***** Passage shown *****

What? Congress — let alone Congress in combination with pro wrestling — producing a media circus? Perish the thought!
So now we know why McMahon (citing the unavailability of McDevitt) didn’t accept Congressman Rush’s invitation the next month to appear at a public hearing that included prominent figures from many legit sports. Why would Vince even consider such folly? The game was over. Nearly a year later, Waxman has written his own findings and interpretations. They will be promptly stuffed in a drawer — to be referred to again by government investigators, if at all, only after the next Benoit-level train wreck.
Vince’s interview transcript shows him in all his heavily lawyered, faux bring-it-on glory. Asked to state for the record his position with the company, he snaps: “Do we have to go through this rigamarole? Why don’t you just get to the meat of it? You know who I am.”
In her interview, Linda McMahon (who cheerfully identifies herself as WWE’s CEO and her husband as chairman) agrees that the then-WWF’s 1990’s drug-testing put the company at a competitive disadvantage with World Championship Wrestling, which did not have such a program. But not Vince — he frames the elimination of WWF testing in 1996 only in terms of cost savings: “We had lost $5 million to $6 million [on all operations], and testing was very expensive.... [W]e were fighting for economic survival. As a matter of fact, [for a time we] even eliminated water coolers.”
Whether McMahon is as crazy and out-of-touch as he seems, or is just playing that role on TV 24/7, is hard to say. But crazy and out-of-touch — and brilliantly effective — he is. Linda and the drug lab’s Black readily concede that the Wellness Program was developed in the fallout of the 2005 death of Eddie Guerrero. But not Vince: “Quite frankly” (nice qualifier, that!), “we had begun developing the policy prior to Eddie’s untimely demise.”

***** Dataset content *****

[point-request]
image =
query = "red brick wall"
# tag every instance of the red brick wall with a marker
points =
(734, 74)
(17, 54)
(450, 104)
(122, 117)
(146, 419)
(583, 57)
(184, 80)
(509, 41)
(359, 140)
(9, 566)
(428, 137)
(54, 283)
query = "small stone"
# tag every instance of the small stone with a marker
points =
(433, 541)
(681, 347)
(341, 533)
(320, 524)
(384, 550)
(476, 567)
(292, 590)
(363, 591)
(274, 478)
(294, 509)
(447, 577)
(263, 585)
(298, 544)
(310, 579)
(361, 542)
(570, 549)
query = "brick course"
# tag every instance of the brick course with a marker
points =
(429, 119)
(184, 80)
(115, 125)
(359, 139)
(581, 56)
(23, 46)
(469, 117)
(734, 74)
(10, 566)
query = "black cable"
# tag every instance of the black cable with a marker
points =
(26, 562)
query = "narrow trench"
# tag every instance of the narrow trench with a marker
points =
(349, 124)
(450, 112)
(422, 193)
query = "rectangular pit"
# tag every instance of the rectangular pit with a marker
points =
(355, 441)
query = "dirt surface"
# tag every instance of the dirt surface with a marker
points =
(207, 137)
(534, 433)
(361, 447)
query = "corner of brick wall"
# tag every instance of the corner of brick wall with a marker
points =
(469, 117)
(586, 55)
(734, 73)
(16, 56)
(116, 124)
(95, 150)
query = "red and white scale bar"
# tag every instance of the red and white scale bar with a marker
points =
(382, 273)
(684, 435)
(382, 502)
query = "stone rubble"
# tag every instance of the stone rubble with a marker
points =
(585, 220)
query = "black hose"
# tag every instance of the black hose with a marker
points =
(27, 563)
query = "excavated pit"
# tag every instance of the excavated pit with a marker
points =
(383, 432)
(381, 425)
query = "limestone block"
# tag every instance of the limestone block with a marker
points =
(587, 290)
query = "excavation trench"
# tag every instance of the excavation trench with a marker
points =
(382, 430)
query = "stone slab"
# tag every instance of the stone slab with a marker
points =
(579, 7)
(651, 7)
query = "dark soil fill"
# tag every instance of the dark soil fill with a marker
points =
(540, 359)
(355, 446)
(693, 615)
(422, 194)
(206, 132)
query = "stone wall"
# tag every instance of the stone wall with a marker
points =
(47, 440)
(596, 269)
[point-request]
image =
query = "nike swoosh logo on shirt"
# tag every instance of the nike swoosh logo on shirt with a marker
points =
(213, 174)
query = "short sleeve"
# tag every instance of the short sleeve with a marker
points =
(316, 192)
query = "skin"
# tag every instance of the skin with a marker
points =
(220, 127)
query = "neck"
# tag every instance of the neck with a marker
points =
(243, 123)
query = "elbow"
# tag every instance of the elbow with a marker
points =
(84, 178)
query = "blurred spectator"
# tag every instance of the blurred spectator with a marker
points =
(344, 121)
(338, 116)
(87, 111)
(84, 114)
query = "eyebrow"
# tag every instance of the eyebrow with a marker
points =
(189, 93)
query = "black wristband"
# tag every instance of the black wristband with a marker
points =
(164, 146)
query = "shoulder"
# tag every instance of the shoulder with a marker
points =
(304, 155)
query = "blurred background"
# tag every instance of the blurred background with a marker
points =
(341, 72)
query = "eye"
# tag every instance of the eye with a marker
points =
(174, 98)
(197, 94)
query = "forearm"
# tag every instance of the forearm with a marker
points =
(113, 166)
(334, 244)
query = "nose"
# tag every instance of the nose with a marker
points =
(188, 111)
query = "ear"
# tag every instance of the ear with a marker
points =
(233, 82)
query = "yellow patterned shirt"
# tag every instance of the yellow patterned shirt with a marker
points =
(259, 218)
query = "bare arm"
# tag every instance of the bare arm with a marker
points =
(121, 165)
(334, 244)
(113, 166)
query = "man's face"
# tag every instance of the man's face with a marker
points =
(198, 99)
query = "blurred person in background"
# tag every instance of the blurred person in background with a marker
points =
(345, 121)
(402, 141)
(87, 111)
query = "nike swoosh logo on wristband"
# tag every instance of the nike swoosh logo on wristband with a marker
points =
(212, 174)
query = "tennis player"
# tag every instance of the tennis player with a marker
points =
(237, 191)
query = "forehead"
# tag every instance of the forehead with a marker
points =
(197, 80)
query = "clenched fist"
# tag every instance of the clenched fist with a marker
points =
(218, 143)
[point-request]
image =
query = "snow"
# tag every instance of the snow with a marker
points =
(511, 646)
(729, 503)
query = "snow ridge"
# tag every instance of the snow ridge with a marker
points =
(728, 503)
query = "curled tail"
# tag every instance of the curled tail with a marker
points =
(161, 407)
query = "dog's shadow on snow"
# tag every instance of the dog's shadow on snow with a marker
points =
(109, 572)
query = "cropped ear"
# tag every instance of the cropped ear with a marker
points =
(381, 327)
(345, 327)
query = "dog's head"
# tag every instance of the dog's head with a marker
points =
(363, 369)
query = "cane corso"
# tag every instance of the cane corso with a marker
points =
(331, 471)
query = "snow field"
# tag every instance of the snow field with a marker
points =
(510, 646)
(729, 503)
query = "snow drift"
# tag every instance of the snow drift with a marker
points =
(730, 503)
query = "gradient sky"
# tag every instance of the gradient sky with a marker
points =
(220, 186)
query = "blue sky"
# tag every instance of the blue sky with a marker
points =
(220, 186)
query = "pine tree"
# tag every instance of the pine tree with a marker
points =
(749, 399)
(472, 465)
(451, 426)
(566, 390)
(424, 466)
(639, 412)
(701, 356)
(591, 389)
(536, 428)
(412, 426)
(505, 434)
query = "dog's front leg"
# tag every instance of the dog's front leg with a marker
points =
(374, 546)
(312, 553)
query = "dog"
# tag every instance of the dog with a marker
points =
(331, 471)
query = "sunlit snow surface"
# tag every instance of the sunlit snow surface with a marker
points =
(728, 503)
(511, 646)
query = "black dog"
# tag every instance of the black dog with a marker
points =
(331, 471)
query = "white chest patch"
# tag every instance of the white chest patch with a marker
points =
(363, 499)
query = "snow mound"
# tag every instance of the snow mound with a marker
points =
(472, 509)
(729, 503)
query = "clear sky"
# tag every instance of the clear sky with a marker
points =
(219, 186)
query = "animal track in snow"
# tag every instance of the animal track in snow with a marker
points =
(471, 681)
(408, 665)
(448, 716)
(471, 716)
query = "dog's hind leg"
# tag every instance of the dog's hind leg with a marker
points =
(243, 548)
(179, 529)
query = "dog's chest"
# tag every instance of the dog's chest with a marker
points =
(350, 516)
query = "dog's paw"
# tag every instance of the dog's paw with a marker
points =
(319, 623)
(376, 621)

*****

_Assignment 1_: Reproduce the McMahon passage word for word, starting at the words "What? Congress —" and stopping after "Benoit-level train wreck.".
_Assignment 2_: Which of these statements agree with the McMahon passage? Answer yes or no for each, quoting the deciding words. (a) Linda McMahon identifies herself as WWE's CEO. (b) Vince McMahon explains the 1996 end of WWF drug testing as a response to competition from World Championship Wrestling. (c) McMahon accepted Congressman Rush's invitation to appear at a public hearing.
_Assignment 3_: Pick up the McMahon passage after its final sentence and keep writing.

_Response area 1_:
What? Congress — let alone Congress in combination with pro wrestling — producing a media circus? Perish the thought!
So now we know why McMahon (citing the unavailability of McDevitt) didn’t accept Congressman Rush’s invitation the next month to appear at a public hearing that included prominent figures from many legit sports. Why would Vince even consider such folly? The game was over. Nearly a year later, Waxman has written his own findings and interpretations. They will be promptly stuffed in a drawer — to be referred to again by government investigators, if at all, only after the next Benoit-level train wreck.

_Response area 2_:
(a) Yes: "who cheerfully identifies herself as WWE’s CEO and her husband as chairman"
(b) No: "he frames the elimination of WWF testing in 1996 only in terms of cost savings"
(c) No: "didn’t accept Congressman Rush’s invitation the next month to appear at a public hearing"

_Response area 3_:
You can always tell Vince is on a roll when he starts firing off those “notwithstandings”: “Let’s face it, as a good businessman, I don’t want talent that isn’t well. They can’t perform. They can’t perform at their highest level, and they won’t be with us. So, obviously, I want talent to be healthy. Notwithstanding the fact that I am a human being and want other human beings to be healthy ...”
Asked about Dave Meltzer, who publishes the Wrestling Observer Newsletter, McMahon says, “I’m not familiar with anything Dave Meltzer writes. He’s a gossip columnist.”
Reminded that sportswriting legend Frank Deford did a National Public Radio commentary on Meltzer’s study of wrestling deaths, McMahon says Deford “has no sense of humor.” This is one of the ultimate Vince insults; he said the same thing about the World Wildlife Fund when the original WWF went to court to force the squatting WWF to change its name to WWE.
On Deford, McMahon tells of a time he went bowling with his fellow Connecticut resident, who got upset at him because “I borrowed one of his shoes and he never found it.” Even McDevitt allows, “I never heard that one.”
When McMahon is asked about the death list in a book entitled Wrestling Babylon, McDevitt interjects, “I think that’s the one he had a couple of people on the list twice.” I don’t know what you’re talking about, Jerry, but thanks for the plug!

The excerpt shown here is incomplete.